Proust, l’animo messo a nudo

Lo scorso 14 giugno, nell’ambito del Festival della Bellezza, il professor Alessandro Piperno ha incantato tutti gli spettatori presenti al Giardino Giusti di Verona. Un pubblico da sold out, si perdoni l’inglesismo. Fossero preparati o meno su Proust – chi ha letto tutta la Ricerca del tempo perduto alzi la mano – nei partecipanti ho percepito curiosità e desiderio di arricchire le proprie conoscenze per tutta l’ora e mezza d’intervento. Una platea attenta a seguire ogni passaggio, aulico o spiritoso, dello scrittore, editorialista e accademico italiano vincitore di prestigiosi premi letterari internazionali.

- _ESTRATTI DEI RECORD_:
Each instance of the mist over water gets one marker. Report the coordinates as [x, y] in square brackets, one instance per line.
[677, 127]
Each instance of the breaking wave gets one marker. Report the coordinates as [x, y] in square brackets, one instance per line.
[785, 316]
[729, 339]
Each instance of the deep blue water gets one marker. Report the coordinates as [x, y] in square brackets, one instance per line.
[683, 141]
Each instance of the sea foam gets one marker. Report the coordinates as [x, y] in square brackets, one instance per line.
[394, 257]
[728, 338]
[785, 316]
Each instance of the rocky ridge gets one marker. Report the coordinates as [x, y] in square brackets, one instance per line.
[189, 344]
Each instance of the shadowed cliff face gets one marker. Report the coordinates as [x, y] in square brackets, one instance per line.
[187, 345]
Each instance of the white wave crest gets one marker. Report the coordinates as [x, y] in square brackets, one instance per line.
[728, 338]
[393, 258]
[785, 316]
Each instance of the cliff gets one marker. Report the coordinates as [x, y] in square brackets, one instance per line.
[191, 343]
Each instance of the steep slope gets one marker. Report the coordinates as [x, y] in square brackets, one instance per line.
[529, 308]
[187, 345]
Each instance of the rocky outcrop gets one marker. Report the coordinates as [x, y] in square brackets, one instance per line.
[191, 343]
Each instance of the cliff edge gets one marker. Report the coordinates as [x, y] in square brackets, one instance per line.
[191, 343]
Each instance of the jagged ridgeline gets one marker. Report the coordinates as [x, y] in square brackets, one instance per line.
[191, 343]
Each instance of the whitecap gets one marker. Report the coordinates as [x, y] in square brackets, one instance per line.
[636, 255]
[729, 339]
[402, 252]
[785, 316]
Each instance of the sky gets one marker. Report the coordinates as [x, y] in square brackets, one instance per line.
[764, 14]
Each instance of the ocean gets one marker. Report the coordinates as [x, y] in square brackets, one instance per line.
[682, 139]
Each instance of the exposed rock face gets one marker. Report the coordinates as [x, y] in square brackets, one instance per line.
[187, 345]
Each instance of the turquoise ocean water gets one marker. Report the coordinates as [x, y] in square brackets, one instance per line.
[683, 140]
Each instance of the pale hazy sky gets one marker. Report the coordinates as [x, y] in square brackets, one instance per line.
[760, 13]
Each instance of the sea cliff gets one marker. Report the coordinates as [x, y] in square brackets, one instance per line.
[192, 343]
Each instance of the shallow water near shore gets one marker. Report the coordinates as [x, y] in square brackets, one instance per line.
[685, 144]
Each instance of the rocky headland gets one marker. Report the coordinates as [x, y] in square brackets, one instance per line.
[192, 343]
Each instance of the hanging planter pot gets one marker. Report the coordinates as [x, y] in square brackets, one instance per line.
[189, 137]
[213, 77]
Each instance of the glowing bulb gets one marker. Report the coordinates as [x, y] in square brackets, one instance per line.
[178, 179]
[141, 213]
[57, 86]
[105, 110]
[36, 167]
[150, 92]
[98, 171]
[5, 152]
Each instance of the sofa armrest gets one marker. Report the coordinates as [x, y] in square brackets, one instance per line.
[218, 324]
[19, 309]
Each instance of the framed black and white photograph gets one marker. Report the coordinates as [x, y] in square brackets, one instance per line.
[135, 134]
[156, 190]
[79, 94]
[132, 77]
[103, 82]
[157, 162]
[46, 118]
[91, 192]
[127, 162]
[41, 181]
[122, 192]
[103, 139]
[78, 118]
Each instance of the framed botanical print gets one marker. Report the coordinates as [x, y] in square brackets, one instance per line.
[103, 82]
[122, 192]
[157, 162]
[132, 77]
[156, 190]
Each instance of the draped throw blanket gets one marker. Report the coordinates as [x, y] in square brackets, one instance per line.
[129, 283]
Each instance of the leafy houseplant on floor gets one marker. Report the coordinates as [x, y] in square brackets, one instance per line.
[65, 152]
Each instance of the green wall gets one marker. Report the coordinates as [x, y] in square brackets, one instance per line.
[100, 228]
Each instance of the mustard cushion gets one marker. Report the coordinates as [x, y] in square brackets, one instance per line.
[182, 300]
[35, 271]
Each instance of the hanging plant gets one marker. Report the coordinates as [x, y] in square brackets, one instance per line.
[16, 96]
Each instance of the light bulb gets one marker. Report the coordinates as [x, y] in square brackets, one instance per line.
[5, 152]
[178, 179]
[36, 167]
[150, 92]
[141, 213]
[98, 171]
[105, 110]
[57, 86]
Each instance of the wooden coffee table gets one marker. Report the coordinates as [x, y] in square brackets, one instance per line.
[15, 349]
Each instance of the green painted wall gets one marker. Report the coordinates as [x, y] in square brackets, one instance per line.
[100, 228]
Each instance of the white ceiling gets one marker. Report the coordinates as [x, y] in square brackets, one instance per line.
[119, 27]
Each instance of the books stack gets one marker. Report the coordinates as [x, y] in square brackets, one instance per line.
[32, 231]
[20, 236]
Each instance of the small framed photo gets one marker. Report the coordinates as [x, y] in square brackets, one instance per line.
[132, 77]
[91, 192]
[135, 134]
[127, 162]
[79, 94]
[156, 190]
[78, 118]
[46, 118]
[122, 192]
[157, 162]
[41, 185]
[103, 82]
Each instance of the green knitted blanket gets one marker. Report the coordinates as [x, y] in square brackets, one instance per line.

- _COMPITI ASSEGNATI_:
1: Nel brano su Proust, in quale luogo ha parlato il professor Alessandro Piperno il 14 giugno?
2: Riprendi il brano su Proust e proseguilo a partire dalla sua ultima frase.

- _RISULTATI FINALI_:
1: Al Giardino Giusti di Verona.

2:
Provo qui a riportare le note salienti dell’acuto, ironico, originale monologo del professore. In prima persona, così come da appunti presi sul posto, eliminando l’intercalare del parlato e cercando d’interpretarne le pause. Chiedo scusa per le eventuali mancanze che i lettori dovessero riscontrare in questo articolo. Suggerisco una riflessione con occhi vigili e pazienti, ne vale davvero la pena.

“E da molto tempo a mio padre non è più possibile dire alla mamma – vai col piccolo -. Quelle ore mi sono ormai inaccessibili. Ma da un po’di tempo ho ricominciato a sentire molto bene, se mi concentro, i singhiozzi che ebbi la forza di trattenere davanti a mio padre e che scoppiarono quando, più tardi, mi ritrovai solo con mamma. In realtà, essi non sono mai cessati; ed è soltanto perché la vita si è fatta più silenziosa intorno a me che li sento di nuovo, come quelle campane di conventi che il clamore delle città copre tanto bene durante il giorno da far pensare che siano state messe a tacere e invece si rimettono a suonare nel silenzio della sera”. (Marcel Proust, Alla ricerca del tempo perduto)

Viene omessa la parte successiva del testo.